[Information given Boundary: Start]

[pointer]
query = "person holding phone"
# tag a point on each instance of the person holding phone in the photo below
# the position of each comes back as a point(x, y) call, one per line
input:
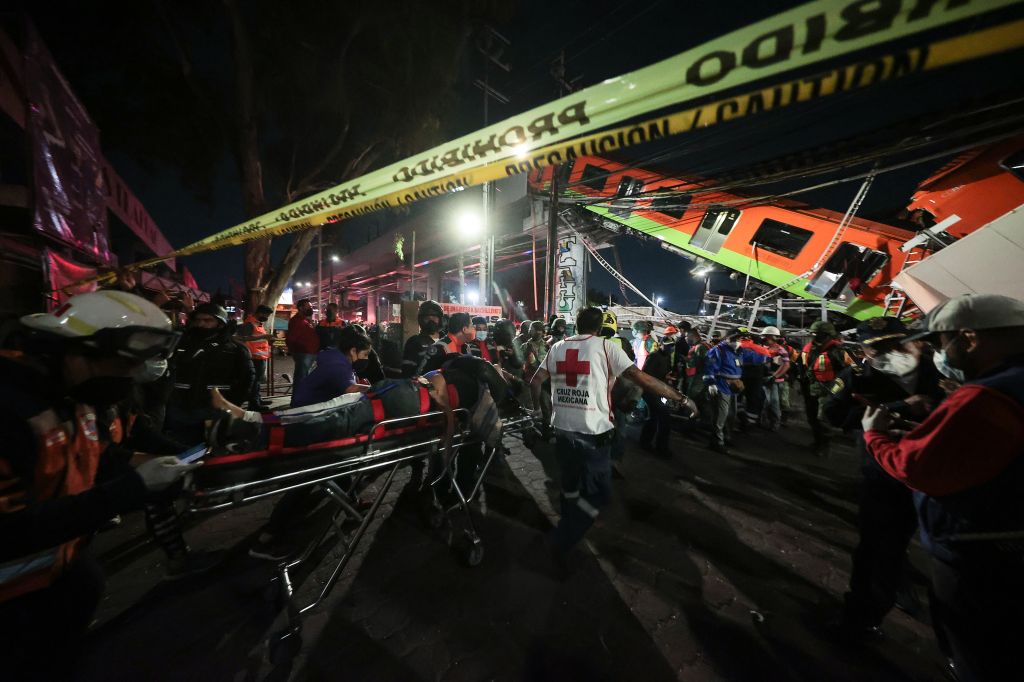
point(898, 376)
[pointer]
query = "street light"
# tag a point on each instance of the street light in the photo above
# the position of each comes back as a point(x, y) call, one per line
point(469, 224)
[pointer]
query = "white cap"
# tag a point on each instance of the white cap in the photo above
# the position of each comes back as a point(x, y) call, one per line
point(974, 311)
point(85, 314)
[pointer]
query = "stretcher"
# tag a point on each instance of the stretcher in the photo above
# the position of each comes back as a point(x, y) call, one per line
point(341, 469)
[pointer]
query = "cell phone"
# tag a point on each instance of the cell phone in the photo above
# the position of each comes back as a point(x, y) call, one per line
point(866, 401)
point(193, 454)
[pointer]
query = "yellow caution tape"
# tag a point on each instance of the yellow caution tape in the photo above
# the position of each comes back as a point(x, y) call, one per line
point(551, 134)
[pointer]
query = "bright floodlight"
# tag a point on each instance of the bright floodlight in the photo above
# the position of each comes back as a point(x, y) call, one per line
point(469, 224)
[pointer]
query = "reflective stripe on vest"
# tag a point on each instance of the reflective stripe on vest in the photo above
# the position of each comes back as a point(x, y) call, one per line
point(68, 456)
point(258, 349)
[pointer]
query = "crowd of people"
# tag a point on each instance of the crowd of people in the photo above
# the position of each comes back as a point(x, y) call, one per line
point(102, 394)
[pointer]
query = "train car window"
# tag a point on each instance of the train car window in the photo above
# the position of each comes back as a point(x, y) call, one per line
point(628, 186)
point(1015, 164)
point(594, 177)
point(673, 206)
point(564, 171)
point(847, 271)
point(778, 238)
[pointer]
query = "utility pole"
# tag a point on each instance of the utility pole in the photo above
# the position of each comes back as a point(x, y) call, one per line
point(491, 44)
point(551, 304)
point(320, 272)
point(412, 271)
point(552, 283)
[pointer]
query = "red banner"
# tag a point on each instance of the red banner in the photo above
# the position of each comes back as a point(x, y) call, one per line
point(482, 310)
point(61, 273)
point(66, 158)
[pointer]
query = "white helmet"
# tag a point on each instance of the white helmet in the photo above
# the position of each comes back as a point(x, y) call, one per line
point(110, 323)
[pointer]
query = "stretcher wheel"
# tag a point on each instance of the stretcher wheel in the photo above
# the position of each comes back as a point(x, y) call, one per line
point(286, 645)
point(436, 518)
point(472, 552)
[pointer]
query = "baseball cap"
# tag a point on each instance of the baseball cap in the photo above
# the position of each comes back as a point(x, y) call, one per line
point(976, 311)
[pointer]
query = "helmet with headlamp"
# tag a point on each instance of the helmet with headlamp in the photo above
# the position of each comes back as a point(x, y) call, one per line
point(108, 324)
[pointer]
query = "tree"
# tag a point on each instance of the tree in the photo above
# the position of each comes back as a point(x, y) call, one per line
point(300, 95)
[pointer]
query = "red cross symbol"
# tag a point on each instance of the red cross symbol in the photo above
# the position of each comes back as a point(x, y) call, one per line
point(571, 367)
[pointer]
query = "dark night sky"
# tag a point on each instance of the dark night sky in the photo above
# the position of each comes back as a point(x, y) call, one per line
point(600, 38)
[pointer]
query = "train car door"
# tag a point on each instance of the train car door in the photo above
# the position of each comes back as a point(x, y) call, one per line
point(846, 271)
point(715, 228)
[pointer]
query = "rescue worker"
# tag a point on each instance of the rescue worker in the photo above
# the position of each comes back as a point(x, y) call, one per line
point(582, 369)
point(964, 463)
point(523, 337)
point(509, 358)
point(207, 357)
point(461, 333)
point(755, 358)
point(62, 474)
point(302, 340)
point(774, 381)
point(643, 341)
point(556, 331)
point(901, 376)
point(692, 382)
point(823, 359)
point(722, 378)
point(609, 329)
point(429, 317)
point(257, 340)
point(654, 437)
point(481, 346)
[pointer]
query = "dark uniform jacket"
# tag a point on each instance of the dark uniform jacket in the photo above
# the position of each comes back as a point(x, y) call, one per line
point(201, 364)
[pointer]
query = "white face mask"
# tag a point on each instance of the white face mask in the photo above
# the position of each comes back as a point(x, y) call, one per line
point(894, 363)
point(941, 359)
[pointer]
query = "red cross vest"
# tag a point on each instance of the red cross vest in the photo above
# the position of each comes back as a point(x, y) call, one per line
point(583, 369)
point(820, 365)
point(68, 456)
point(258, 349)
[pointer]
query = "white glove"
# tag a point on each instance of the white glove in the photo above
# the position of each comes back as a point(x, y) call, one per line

[Information given Boundary: End]
[Information given Boundary: Start]

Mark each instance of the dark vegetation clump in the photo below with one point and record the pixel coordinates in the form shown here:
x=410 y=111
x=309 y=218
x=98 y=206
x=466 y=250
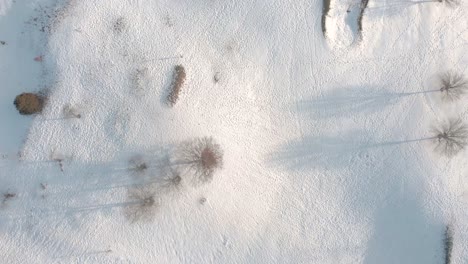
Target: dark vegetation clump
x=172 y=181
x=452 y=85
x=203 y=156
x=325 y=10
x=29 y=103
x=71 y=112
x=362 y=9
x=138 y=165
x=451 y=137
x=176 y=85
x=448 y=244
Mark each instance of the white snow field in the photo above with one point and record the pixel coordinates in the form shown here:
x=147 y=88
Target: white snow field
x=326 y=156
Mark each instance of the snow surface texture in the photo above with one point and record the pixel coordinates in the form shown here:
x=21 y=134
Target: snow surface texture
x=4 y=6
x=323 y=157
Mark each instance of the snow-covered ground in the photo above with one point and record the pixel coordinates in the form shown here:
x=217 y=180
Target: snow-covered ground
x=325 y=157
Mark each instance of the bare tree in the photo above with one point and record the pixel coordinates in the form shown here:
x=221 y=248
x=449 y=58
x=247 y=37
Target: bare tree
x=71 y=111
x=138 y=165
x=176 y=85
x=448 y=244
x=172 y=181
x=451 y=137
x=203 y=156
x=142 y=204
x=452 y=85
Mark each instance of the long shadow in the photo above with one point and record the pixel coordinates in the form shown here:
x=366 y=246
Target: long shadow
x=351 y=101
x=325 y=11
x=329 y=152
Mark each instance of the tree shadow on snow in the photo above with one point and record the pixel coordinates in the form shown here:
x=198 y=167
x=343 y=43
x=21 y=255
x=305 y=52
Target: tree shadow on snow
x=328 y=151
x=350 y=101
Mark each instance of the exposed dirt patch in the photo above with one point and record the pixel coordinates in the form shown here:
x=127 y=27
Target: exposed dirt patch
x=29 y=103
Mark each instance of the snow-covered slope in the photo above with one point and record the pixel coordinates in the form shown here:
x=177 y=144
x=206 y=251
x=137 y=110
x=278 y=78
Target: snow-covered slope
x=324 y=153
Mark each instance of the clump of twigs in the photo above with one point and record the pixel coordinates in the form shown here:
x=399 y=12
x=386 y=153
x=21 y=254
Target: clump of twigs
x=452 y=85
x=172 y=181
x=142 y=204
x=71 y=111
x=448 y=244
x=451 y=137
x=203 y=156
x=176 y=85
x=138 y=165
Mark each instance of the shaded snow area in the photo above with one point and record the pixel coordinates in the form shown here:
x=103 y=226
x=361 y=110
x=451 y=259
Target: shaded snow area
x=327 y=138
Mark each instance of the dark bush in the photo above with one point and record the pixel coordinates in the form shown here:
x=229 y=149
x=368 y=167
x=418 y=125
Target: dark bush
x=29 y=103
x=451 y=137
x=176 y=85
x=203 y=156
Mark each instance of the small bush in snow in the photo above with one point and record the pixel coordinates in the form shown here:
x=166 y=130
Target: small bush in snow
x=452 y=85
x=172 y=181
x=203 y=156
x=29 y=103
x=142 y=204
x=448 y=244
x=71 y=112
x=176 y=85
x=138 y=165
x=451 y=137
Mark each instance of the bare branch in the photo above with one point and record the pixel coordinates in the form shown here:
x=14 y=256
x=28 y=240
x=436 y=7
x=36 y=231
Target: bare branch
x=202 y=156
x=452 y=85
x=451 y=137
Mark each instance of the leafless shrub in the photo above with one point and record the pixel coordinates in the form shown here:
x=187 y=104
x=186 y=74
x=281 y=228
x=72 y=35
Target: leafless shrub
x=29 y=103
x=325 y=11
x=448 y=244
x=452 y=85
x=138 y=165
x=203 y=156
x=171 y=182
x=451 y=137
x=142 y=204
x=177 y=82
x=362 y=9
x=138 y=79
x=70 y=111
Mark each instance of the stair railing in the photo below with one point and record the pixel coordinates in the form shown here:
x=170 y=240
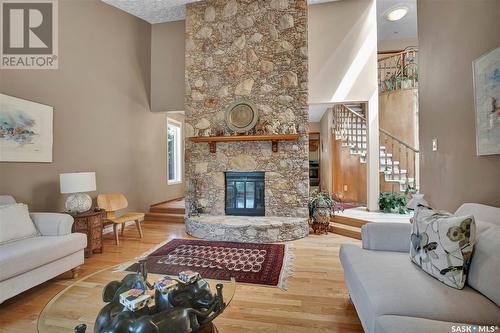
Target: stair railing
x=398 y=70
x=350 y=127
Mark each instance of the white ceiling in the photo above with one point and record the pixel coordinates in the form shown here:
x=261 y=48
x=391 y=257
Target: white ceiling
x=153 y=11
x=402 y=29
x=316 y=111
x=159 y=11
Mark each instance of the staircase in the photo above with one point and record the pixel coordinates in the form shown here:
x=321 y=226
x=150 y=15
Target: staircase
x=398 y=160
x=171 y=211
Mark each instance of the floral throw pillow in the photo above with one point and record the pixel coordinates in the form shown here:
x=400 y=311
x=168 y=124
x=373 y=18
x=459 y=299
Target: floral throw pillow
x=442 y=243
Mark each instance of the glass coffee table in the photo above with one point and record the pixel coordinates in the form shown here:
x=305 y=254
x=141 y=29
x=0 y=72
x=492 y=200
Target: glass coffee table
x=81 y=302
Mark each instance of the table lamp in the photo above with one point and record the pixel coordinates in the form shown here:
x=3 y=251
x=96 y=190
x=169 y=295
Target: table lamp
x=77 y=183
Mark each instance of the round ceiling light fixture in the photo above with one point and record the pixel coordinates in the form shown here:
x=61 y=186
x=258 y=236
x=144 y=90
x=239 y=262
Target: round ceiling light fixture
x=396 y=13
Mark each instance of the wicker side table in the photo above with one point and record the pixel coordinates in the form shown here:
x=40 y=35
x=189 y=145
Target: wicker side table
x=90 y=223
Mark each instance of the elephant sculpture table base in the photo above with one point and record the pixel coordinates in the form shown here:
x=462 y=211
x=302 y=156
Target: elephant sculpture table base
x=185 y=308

[Information given Boundary: End]

### Exercise description
Collect from the data above every line that includes "baseball".

### Task answer
query = "baseball cap"
# tag a point on each instance of the baseball cap in the photo above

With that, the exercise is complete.